WHAT IS EXPECTED. Leave the pictures out and quote only the lines from the one with "Drop a pin on each instance of the wooden" down to the end of the listing below.

SUPPLIED RECORDS.
***

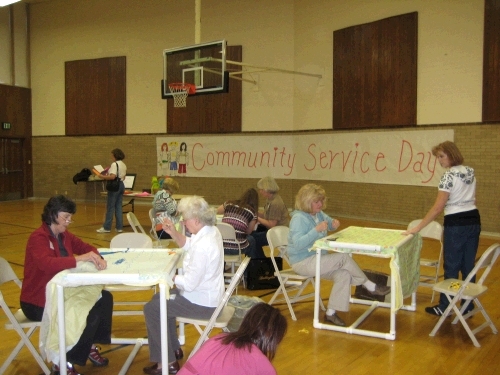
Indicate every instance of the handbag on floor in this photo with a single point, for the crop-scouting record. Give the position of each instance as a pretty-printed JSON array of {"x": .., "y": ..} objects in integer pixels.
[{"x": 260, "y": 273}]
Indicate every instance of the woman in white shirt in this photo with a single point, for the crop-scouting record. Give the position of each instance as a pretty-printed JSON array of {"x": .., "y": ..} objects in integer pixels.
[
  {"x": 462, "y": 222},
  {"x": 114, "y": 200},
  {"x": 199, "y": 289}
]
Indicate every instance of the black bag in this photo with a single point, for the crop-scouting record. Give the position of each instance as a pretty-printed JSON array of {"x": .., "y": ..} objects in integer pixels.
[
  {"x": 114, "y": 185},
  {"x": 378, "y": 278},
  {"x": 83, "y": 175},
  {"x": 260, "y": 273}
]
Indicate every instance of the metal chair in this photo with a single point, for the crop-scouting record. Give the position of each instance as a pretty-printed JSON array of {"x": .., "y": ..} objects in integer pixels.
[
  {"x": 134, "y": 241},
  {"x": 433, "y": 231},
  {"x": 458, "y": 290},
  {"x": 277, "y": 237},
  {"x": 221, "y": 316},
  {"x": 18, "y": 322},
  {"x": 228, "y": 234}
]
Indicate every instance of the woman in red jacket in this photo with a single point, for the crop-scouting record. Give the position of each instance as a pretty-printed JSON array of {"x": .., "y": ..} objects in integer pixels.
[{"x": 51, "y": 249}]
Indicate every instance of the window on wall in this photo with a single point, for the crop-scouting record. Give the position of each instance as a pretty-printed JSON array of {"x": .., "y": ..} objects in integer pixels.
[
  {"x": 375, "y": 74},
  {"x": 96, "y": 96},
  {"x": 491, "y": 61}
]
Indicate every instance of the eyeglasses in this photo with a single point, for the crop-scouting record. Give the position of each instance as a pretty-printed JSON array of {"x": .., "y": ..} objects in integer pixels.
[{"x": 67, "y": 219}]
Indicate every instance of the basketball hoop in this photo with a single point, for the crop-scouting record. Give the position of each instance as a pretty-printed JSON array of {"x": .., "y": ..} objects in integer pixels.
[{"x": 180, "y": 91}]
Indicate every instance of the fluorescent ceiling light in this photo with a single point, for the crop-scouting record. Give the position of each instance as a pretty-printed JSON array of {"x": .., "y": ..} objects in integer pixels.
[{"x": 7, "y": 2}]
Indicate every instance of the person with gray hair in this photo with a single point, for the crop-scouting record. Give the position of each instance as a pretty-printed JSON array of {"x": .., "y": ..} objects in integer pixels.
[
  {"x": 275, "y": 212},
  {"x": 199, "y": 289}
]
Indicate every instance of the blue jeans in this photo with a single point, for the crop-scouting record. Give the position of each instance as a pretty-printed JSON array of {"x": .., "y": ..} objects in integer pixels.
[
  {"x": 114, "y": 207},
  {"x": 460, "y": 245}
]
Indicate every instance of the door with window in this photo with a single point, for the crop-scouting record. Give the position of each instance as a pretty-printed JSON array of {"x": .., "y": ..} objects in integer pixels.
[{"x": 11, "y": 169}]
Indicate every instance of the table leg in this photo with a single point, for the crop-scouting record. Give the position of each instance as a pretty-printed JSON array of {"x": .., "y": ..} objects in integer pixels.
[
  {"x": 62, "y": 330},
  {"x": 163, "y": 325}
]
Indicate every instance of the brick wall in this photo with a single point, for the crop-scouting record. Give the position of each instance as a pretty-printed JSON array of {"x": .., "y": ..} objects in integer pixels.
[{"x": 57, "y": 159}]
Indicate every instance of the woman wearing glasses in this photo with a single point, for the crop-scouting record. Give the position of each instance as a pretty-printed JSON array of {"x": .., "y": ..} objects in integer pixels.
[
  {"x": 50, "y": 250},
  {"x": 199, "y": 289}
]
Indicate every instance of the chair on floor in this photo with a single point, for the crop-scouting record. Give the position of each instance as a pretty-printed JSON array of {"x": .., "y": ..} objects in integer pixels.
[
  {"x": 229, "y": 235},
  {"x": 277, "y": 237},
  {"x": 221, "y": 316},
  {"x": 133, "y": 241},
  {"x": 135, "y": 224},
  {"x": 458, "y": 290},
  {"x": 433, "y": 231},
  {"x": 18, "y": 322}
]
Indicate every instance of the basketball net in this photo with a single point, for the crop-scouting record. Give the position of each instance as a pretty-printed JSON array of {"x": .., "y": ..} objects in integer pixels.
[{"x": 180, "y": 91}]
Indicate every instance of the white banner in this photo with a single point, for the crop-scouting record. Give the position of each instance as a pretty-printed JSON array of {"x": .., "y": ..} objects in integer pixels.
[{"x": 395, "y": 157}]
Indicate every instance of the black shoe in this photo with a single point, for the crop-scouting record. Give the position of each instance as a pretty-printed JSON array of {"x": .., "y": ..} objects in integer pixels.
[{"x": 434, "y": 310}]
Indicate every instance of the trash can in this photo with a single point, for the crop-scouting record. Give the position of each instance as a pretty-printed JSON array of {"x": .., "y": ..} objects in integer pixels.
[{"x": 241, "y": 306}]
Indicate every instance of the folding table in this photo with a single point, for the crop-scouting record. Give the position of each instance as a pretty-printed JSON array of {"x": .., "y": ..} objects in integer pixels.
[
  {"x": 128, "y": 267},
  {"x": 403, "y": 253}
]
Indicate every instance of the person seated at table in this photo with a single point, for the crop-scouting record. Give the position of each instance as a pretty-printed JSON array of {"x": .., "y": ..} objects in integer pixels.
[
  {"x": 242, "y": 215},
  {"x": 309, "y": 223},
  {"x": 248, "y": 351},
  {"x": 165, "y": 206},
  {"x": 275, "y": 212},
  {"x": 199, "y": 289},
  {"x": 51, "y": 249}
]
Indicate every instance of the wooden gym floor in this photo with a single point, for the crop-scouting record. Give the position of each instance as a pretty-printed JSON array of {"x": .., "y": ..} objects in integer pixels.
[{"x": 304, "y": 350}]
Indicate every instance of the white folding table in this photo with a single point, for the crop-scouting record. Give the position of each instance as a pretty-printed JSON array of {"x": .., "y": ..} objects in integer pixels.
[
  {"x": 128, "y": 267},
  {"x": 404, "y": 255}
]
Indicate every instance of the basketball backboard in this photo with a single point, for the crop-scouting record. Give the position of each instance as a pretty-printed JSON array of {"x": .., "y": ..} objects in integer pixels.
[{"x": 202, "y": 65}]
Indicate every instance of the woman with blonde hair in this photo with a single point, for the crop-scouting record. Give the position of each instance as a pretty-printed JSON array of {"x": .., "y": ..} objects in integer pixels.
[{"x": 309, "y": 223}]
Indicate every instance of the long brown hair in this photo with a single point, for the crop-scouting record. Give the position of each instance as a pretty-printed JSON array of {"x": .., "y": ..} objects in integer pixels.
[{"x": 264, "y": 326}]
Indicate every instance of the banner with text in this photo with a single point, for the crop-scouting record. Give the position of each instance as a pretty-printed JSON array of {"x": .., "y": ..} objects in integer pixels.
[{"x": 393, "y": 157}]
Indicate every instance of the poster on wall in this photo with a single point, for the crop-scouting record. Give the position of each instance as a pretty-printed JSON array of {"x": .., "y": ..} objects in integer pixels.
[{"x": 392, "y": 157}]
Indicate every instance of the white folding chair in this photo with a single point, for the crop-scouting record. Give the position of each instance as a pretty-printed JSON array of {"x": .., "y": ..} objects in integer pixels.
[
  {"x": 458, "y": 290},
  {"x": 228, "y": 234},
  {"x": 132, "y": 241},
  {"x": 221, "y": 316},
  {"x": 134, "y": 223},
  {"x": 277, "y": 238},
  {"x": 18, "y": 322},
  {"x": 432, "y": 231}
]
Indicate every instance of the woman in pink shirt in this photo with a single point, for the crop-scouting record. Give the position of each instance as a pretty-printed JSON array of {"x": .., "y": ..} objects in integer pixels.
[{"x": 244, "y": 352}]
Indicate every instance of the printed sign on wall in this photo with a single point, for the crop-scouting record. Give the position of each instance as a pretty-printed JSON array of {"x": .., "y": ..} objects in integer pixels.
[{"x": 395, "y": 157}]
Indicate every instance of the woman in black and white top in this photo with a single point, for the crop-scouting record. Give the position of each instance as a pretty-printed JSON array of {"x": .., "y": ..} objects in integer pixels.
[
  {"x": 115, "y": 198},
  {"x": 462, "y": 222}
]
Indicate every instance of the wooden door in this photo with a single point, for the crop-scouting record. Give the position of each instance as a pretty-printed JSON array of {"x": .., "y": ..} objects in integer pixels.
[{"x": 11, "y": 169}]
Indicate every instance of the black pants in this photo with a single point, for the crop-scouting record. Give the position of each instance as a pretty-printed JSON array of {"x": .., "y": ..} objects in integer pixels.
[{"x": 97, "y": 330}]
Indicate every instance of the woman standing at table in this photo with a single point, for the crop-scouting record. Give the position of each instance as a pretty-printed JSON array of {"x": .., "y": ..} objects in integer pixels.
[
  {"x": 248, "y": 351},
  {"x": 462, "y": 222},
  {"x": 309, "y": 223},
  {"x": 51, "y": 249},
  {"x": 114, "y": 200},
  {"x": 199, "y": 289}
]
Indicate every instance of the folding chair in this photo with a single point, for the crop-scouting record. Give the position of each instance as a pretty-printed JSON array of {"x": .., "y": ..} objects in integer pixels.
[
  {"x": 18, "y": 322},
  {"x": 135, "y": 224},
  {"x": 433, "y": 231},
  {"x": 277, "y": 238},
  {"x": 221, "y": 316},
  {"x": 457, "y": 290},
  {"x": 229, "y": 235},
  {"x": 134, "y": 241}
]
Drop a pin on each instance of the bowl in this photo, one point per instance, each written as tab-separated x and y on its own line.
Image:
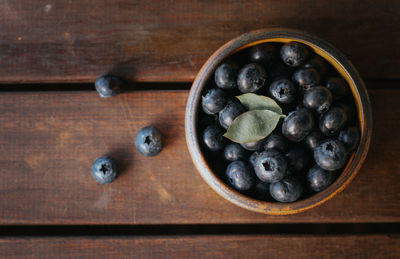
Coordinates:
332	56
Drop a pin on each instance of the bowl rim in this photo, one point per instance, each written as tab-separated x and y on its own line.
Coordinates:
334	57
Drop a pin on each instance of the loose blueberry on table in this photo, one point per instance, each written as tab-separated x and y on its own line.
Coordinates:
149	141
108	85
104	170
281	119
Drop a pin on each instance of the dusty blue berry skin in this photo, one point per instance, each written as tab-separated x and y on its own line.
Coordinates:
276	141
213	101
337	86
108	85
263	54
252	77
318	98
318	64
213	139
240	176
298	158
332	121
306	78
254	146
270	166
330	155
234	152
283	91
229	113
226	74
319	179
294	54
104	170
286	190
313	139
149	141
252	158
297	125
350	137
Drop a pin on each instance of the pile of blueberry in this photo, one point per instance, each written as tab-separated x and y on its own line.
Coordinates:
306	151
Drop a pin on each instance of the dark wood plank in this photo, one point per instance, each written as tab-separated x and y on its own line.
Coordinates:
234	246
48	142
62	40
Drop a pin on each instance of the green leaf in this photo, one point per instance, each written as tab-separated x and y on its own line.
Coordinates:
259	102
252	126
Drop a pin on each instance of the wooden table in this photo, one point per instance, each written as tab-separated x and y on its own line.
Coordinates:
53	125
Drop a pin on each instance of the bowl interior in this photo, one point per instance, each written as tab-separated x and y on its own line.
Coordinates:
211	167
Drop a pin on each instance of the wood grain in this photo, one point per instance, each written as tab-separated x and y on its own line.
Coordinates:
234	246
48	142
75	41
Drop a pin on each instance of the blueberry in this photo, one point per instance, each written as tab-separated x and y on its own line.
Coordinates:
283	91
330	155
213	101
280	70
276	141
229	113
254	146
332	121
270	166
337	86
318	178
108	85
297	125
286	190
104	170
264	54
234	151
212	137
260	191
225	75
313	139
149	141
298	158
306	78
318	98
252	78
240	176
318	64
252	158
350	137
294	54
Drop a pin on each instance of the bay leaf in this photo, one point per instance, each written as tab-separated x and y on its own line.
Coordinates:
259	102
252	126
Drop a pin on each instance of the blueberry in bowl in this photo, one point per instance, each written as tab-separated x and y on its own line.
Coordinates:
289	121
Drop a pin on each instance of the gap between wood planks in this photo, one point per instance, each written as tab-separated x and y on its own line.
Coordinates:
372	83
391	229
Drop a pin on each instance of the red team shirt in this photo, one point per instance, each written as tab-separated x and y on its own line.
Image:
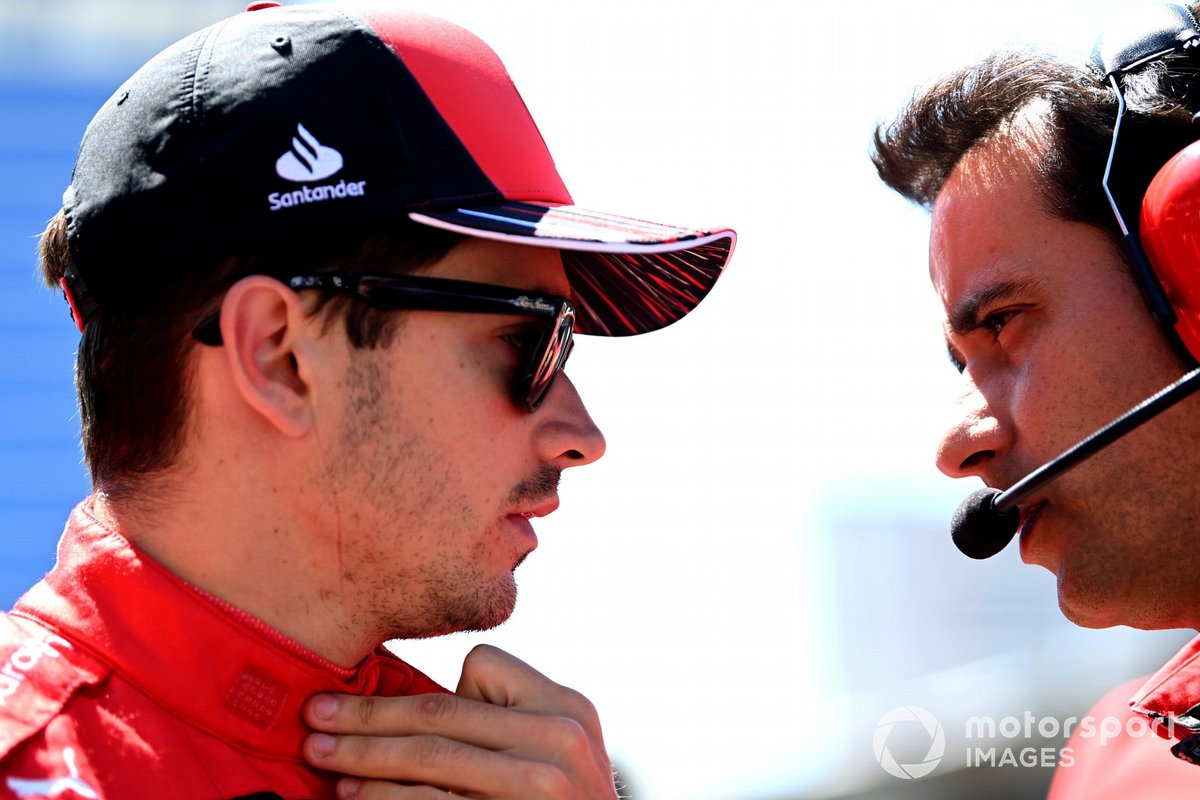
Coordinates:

***

SOLUTION TO THIS TASK.
Drop a pin on each instance of the wooden table in this photo, one point per instance, each written as tab-separated x and y on its own line.
Coordinates:
53	125
Drop a pin on each instance of the bowl interior in this photo, one point per instance, each written as tab-separated x and y on its own line.
Coordinates:
211	167
Drop a pin on each instance of the wood grain in this photo, one point per instance, each written as tab-separated x and y on its own line.
Coordinates:
234	246
48	142
75	41
Drop a pin on each instance of the blueberry in this photo, one point per instance, each written as tab-separated x and y on its own line.
Coordinates:
283	91
330	155
213	101
280	70
276	141
229	113
254	146
332	121
270	166
337	86
318	178
108	85
297	125
286	190
104	170
264	54
234	151
212	137
260	191
225	75
313	139
149	141
298	158
306	78
318	98
252	78
240	176
318	64
252	158
350	137
294	54
Drop a pin on each instance of the bay leaf in this photo, one point per instance, each written as tab-separated x and y on its own line.
Coordinates:
259	102
252	126
Drop a pin on each instance of the blueberry in bowl in this photo, one point per instance, each written as tab-separated x and y on its own line.
Coordinates:
289	121
Drop a pin on each instance of the gap between wood planks in this photo, one point per instance, each written as tab-separated x and y on its own line.
Coordinates:
372	83
391	229
Drop a pin on each instance of the red team shirt in this photo, one point per instance, each written as tab-separated x and y on its own line.
Image:
Coordinates:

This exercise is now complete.